▶ **Extract provided**
◆ ◆ ◆ ◆
This work is licensed under a Creative Commons Attribution-ShareAlike 4.0 International License

$\def\indep{\perp\!\!\!\perp} \def\Er{\mathrm{E}} \def\R{\mathbb{R}} \def\En{{\mathbb{E}_n}} \def\Pr{\mathrm{P}} \newcommand{\norm}[1]{\left\Vert {#1} \right\Vert} \newcommand{\abs}[1]{\left\vert {#1} \right\vert} \DeclareMathOperator*{\argmax}{arg\,max} \DeclareMathOperator*{\argmin}{arg\,min}$

Using machine learning to estimate causal effects¶

Double debiased machine learning¶

@chernozhukov2018, @chernozhukov2017
Parameter of interest $\theta \in \R^{d_\theta}$
Nuisance parameter $\eta \in T$
Moment conditions $\Er[\psi(W;\theta_0,\eta_0) ] = 0 \in \R^{d_\theta}$ with $\psi$ known
Estimate $\hat{\eta}$ using some machine learning method
Estimate $\hat{\theta}$ using cross-fitting

Cross-fitting¶

Randomly partition into $K$ subsets $(I_k)_{k=1}^K$
$I^c_k = {1, …, n} \setminus I_k$
$\hat{\eta}_k =$ estimate of $\eta$ using $I^c_k$
Estimator: $\begin{align*} 0 = & \frac{1}{K} \sum_{k=1}^K \frac{K}{n} \sum_{i \in I_k} \psi(w_i;\hat{\theta},\hat{\eta}_k) \\ 0 = & \frac{1}{K} \sum_{k=1}^K \En_k[ \psi(w_i;\hat{\theta},\hat{\eta}_k)] \end{align*}$

Assumptions¶

Linear score $\psi(w;\theta,\eta) = \psi^a(w;\eta) \theta + \psi^b(w;\eta)$
Near Neyman orthogonality: $\lambda_n := \sup_{\eta \in \mathcal{T}_n} \norm{\partial \eta \Er\left[\psi(W;\theta_0,\eta_0)[\eta-\eta_0] \right] } \leq \delta_n n^{-1/2}$

Assumptions [assumptions-1]¶

Rate conditions: for $\delta_n \to 0$ and $\Delta_n \to 0$, we have $\Pr(\hat{\eta}_k \in \mathcal{T}_n) \geq 1-\Delta_n$ and $\begin{align*} r_n := & \sup_{\eta \in \mathcal{T}_n} \norm{ \Er[\psi^a(W;\eta)] - \Er[\psi^a(W;\eta_0)]} \leq \delta_n \\ r_n' := & \sup_{\eta \in \mathcal{T}_n} \Er\left[ \norm{ \psi(W;\theta_0,\eta) - \psi(W;\theta_0,\eta_0)}^2 \right]^{1/2} \leq \delta_n \\ \lambda_n' := & \sup_{r \in (0,1), \eta \in \mathcal{T}_n} \norm{ \partial_r^2 \Er\left[\psi(W;\theta_0, \eta_0 + r(\eta - \eta_0)) \right]} \leq \delta_n/\sqrt{n} \end{align*}$
Moments exist and other regularity conditions

We focus on the case of linear scores to simplify proofs and all of our examples have scores linear in $\theta$. @chernozhukov2018 cover nonlinear scores as well.
◆ ◆ ◆ ◆
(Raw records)
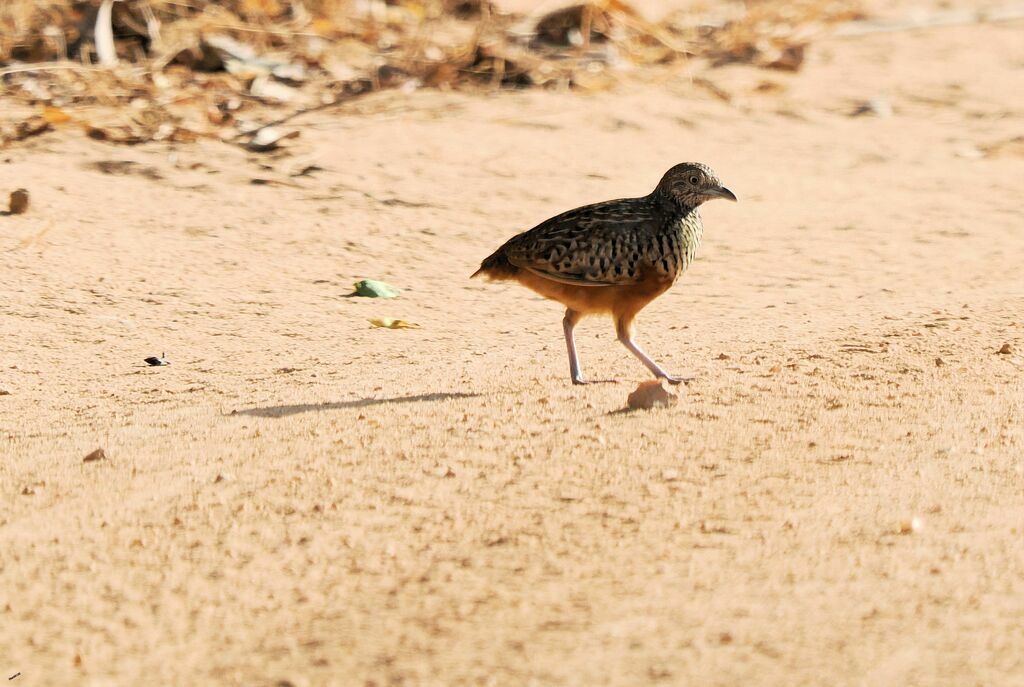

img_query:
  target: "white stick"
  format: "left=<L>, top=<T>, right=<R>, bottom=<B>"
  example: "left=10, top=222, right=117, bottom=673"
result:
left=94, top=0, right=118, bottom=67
◆ ◆ ◆ ◆
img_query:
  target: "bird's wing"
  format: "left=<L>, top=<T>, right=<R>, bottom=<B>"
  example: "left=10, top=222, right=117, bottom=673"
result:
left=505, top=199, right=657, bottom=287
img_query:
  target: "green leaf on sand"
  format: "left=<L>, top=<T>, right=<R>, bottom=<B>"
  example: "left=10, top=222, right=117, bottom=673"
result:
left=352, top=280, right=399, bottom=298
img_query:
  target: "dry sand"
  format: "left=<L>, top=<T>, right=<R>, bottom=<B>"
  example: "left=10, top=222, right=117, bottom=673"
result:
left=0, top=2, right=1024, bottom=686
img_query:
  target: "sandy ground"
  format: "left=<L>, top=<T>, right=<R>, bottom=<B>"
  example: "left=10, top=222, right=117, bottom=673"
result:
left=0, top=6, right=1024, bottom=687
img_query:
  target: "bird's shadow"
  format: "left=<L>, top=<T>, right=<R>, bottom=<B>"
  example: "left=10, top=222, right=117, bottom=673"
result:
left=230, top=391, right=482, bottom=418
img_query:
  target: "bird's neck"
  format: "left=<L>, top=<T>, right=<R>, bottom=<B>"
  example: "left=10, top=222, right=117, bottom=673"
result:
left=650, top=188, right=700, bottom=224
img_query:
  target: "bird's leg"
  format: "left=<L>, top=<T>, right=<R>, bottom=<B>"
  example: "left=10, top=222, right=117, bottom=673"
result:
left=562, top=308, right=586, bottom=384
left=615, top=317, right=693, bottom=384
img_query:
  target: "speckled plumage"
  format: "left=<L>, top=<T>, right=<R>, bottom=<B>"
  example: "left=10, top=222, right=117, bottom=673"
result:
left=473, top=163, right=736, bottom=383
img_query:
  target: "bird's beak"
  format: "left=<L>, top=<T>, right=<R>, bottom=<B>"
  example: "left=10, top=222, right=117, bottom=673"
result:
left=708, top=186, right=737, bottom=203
◆ ◆ ◆ ◆
▶ **Task set**
1. Extract each line of the entries that contains the string "target".
2. Carry on the notes on double debiased machine learning from the point where they stop.
The notes on double debiased machine learning and the entries have no connection to each other.

▶ **Answers for the exercise**
1.
  target: "white stick"
  target: "bird's wing"
  target: "green leaf on sand"
  target: "dry sand"
  target: "sandy ground"
  target: "bird's shadow"
  target: "bird's neck"
  target: "bird's leg"
  target: "speckled plumage"
  target: "bird's beak"

2.
These rate conditions might look a little strange. The rate conditions are stated this way because they’re exactly what is needed for the result to work. $\Delta_n$ and $\delta_n$ are sequences converging to $0$. $\mathcal{T}_n$ is a shrinking neighborhood of $\eta_0$. A good exercise would be show that if $\psi$ is a smooth function of $\eta$ and $\theta$, and $\Er[(\hat{\eta}(x) - \eta_0(x))^2]^{1/2} = O(\epsilon_n) = o(n^{-1/4})$, then we can meet the above conditions with $r_n = r_n’ = \epsilon_n$ and $\lambda_n’ = \epsilon_n^2$.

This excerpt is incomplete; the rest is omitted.